To do. Output the data below in full, character for character.

Records to process.
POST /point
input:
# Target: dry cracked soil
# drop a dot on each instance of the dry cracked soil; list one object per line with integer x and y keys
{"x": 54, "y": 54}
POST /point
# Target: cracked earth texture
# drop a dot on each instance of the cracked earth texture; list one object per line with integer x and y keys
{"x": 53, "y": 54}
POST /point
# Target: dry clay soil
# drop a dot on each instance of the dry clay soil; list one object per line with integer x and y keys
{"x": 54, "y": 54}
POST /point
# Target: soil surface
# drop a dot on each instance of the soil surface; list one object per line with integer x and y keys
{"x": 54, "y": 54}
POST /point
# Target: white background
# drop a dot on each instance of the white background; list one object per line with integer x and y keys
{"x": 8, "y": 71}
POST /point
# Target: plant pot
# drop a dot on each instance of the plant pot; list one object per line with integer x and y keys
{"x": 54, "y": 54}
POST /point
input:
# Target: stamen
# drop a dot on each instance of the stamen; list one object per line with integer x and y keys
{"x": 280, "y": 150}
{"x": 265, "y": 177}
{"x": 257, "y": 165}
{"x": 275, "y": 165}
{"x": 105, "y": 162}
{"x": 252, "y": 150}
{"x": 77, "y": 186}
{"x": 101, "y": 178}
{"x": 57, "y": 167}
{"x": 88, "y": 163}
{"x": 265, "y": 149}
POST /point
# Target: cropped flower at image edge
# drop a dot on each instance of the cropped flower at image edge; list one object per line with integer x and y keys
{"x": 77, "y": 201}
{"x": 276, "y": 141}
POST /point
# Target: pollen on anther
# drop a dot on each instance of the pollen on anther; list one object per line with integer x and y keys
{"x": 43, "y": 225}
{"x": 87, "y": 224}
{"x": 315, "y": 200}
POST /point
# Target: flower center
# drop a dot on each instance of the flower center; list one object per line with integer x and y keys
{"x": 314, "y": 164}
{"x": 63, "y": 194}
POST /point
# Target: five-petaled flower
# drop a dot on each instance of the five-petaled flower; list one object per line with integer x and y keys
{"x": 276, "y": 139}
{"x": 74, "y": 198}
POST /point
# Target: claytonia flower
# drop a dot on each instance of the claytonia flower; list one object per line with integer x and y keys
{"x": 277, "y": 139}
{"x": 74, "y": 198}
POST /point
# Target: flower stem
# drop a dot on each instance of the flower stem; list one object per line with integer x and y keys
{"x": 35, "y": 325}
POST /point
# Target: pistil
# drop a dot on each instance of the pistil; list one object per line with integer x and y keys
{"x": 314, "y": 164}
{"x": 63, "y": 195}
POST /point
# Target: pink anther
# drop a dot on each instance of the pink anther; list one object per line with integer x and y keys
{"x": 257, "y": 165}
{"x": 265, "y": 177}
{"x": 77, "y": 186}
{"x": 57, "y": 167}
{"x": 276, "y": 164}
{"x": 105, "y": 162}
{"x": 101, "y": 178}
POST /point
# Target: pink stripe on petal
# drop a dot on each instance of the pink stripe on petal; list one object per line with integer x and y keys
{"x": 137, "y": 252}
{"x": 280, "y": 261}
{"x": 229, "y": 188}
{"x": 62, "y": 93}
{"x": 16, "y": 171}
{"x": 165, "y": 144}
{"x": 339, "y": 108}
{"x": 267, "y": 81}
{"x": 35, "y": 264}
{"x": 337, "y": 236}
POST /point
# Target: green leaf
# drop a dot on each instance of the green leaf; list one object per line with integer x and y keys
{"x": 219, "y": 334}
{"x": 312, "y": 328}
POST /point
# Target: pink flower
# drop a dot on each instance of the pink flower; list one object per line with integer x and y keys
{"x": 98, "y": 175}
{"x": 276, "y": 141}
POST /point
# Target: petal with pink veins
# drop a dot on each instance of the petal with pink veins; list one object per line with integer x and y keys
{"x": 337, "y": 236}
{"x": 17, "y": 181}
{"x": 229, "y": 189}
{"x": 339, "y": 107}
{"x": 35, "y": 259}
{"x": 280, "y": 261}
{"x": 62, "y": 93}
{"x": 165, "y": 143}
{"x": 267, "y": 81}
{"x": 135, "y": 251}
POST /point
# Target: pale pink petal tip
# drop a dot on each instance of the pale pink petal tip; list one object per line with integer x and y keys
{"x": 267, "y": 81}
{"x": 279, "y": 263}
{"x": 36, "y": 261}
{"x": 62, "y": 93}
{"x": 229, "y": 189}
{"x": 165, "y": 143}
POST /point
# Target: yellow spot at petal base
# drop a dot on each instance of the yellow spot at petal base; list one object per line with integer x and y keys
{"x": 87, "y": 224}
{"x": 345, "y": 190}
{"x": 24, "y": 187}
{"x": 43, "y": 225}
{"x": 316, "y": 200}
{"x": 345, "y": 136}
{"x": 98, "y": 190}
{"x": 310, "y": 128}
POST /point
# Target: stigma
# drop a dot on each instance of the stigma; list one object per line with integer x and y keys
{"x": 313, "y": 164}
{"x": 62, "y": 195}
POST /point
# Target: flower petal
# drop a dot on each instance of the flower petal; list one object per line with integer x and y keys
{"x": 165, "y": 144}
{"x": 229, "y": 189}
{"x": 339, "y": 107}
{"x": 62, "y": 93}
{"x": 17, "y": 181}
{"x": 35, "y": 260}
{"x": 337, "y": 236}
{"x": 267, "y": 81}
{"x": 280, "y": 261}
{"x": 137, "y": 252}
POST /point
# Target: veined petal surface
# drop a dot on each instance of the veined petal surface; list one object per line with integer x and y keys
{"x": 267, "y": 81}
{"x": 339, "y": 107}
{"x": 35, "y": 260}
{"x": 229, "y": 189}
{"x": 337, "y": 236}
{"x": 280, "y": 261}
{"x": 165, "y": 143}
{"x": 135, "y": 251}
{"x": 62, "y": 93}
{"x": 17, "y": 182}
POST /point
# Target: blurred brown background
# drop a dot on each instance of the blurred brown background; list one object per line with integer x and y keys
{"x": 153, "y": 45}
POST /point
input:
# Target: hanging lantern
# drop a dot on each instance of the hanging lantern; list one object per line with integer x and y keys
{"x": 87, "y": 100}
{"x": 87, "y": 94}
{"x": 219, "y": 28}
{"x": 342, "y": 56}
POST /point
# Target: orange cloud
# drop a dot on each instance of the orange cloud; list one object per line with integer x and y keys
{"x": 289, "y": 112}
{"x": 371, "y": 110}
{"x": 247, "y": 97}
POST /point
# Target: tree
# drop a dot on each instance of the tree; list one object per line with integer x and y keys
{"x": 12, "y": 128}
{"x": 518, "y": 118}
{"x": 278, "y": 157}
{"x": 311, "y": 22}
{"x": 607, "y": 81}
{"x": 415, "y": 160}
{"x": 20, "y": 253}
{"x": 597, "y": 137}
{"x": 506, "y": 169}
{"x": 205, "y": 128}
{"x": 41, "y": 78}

Problem solution.
POST /point
input:
# Target: dry cracked soil
# drop a dot on each instance of the dry cracked soil; list one object per line with integer x and y keys
{"x": 54, "y": 54}
POST /point
# Target: cracked earth texture
# drop a dot on each instance of the cracked earth texture; list one object per line with integer x and y keys
{"x": 53, "y": 54}
POST /point
# Target: dry clay soil
# drop a dot on each instance of the dry clay soil; list one object per line with integer x and y keys
{"x": 54, "y": 54}
POST /point
# Target: soil surface
# drop a dot on each instance of the soil surface; list one object per line with integer x and y keys
{"x": 54, "y": 54}
POST /point
# Target: white background
# drop a dot on each instance of the white background; list one object per line with integer x and y keys
{"x": 8, "y": 71}
POST /point
# Target: plant pot
# drop a dot on each instance of the plant pot; list one object per line with integer x and y keys
{"x": 54, "y": 54}
POST /point
input:
# Target: stamen
# drop a dot on each instance of the stamen; list one object per line with integer x and y keys
{"x": 280, "y": 150}
{"x": 265, "y": 177}
{"x": 257, "y": 165}
{"x": 275, "y": 165}
{"x": 105, "y": 162}
{"x": 252, "y": 150}
{"x": 77, "y": 186}
{"x": 101, "y": 178}
{"x": 57, "y": 167}
{"x": 88, "y": 163}
{"x": 265, "y": 149}
POST /point
# Target: cropped flower at image edge
# drop a dot on each instance of the cropped flower at image edge; list one object per line with integer x and y keys
{"x": 77, "y": 201}
{"x": 276, "y": 141}
POST /point
# Target: pollen on anther
# drop a dot on each instance of the pollen on anther; list one object per line with integer x and y keys
{"x": 43, "y": 225}
{"x": 87, "y": 224}
{"x": 315, "y": 200}
POST /point
# Target: flower center
# drop a dot on each instance of the flower center; list one object per line with integer x and y keys
{"x": 314, "y": 164}
{"x": 63, "y": 194}
POST /point
# Target: five-petaled flower
# drop a dot on each instance of the five-petaled flower; list one object per line with integer x and y keys
{"x": 276, "y": 139}
{"x": 74, "y": 198}
POST /point
# Target: claytonia flower
# drop a dot on each instance of the claytonia flower; list one object per line with integer x and y keys
{"x": 277, "y": 139}
{"x": 74, "y": 198}
POST /point
# Target: flower stem
# drop a dot on each instance of the flower stem; list one object per line with integer x and y keys
{"x": 35, "y": 325}
POST /point
# Target: pistil
# drop a dot on each instance of the pistil; list one object per line with integer x and y keys
{"x": 314, "y": 164}
{"x": 63, "y": 195}
POST /point
# Target: pink anther
# drop a dot on each instance of the pink anther; list one object per line with integer x and y keys
{"x": 257, "y": 165}
{"x": 265, "y": 177}
{"x": 77, "y": 186}
{"x": 57, "y": 167}
{"x": 276, "y": 164}
{"x": 105, "y": 162}
{"x": 101, "y": 178}
POST /point
# Target: pink stripe on petal
# drop a dot on each instance of the pink stripe on petal; list one object per line with integer x and y keys
{"x": 137, "y": 252}
{"x": 280, "y": 261}
{"x": 229, "y": 188}
{"x": 62, "y": 93}
{"x": 16, "y": 171}
{"x": 165, "y": 144}
{"x": 339, "y": 108}
{"x": 267, "y": 81}
{"x": 35, "y": 264}
{"x": 337, "y": 236}
POST /point
# Target: green leaf
# drop a dot on each instance of the green leaf; list one object per line with integer x and y keys
{"x": 219, "y": 334}
{"x": 312, "y": 328}
POST /point
# Target: pink flower
# drop a dot on each instance of the pink flower; list one object per line with integer x and y keys
{"x": 98, "y": 175}
{"x": 276, "y": 141}
POST /point
# Target: petal with pink veins
# drop a dot on each instance of the petal with pink veins; list one object per line with integer x and y keys
{"x": 337, "y": 236}
{"x": 17, "y": 181}
{"x": 229, "y": 189}
{"x": 339, "y": 107}
{"x": 35, "y": 259}
{"x": 280, "y": 261}
{"x": 62, "y": 93}
{"x": 165, "y": 143}
{"x": 267, "y": 81}
{"x": 135, "y": 251}
POST /point
# Target: pale pink petal tip
# drop a dot on each instance of the pale pink petal tip; list one object per line with integer x and y keys
{"x": 267, "y": 81}
{"x": 279, "y": 263}
{"x": 36, "y": 261}
{"x": 62, "y": 93}
{"x": 229, "y": 189}
{"x": 165, "y": 143}
POST /point
# Target: yellow spot at petal base
# drop a dot on each instance of the yellow spot at petal base; list one object per line with integer x and y keys
{"x": 87, "y": 224}
{"x": 345, "y": 190}
{"x": 24, "y": 187}
{"x": 43, "y": 225}
{"x": 316, "y": 200}
{"x": 345, "y": 136}
{"x": 98, "y": 190}
{"x": 310, "y": 128}
POST /point
# Target: stigma
# drop a dot on each instance of the stigma; list one object per line with integer x and y keys
{"x": 313, "y": 164}
{"x": 62, "y": 195}
POST /point
# Target: flower petal
# drop a dot on each instance of the flower petal; list one object per line with integer x and y keys
{"x": 165, "y": 144}
{"x": 229, "y": 189}
{"x": 339, "y": 107}
{"x": 62, "y": 93}
{"x": 17, "y": 181}
{"x": 35, "y": 260}
{"x": 337, "y": 236}
{"x": 267, "y": 81}
{"x": 280, "y": 261}
{"x": 137, "y": 252}
POST /point
# Target: veined petal surface
# drop a dot on each instance of the veined petal surface; list one object per line with integer x and y keys
{"x": 267, "y": 81}
{"x": 339, "y": 107}
{"x": 35, "y": 260}
{"x": 229, "y": 189}
{"x": 337, "y": 236}
{"x": 280, "y": 261}
{"x": 165, "y": 143}
{"x": 135, "y": 251}
{"x": 62, "y": 93}
{"x": 17, "y": 182}
POST /point
# Target: blurred brown background
# drop a dot on each instance of the blurred brown background; list one object per line with integer x and y keys
{"x": 153, "y": 45}
POST /point
input:
# Target: hanging lantern
# drop a dot on each instance of the hanging lantern; list one object per line with integer x and y keys
{"x": 87, "y": 100}
{"x": 87, "y": 94}
{"x": 219, "y": 28}
{"x": 342, "y": 56}
POST /point
# Target: orange cloud
# drop a dot on each instance of the orange cloud; list one object per line with integer x and y keys
{"x": 289, "y": 112}
{"x": 371, "y": 110}
{"x": 247, "y": 97}
POST /point
# Target: tree
# drop a dot on each instance of the tree; list one object per line with integer x and y keys
{"x": 12, "y": 128}
{"x": 518, "y": 118}
{"x": 278, "y": 157}
{"x": 311, "y": 22}
{"x": 607, "y": 81}
{"x": 415, "y": 160}
{"x": 20, "y": 253}
{"x": 597, "y": 137}
{"x": 506, "y": 169}
{"x": 205, "y": 128}
{"x": 41, "y": 78}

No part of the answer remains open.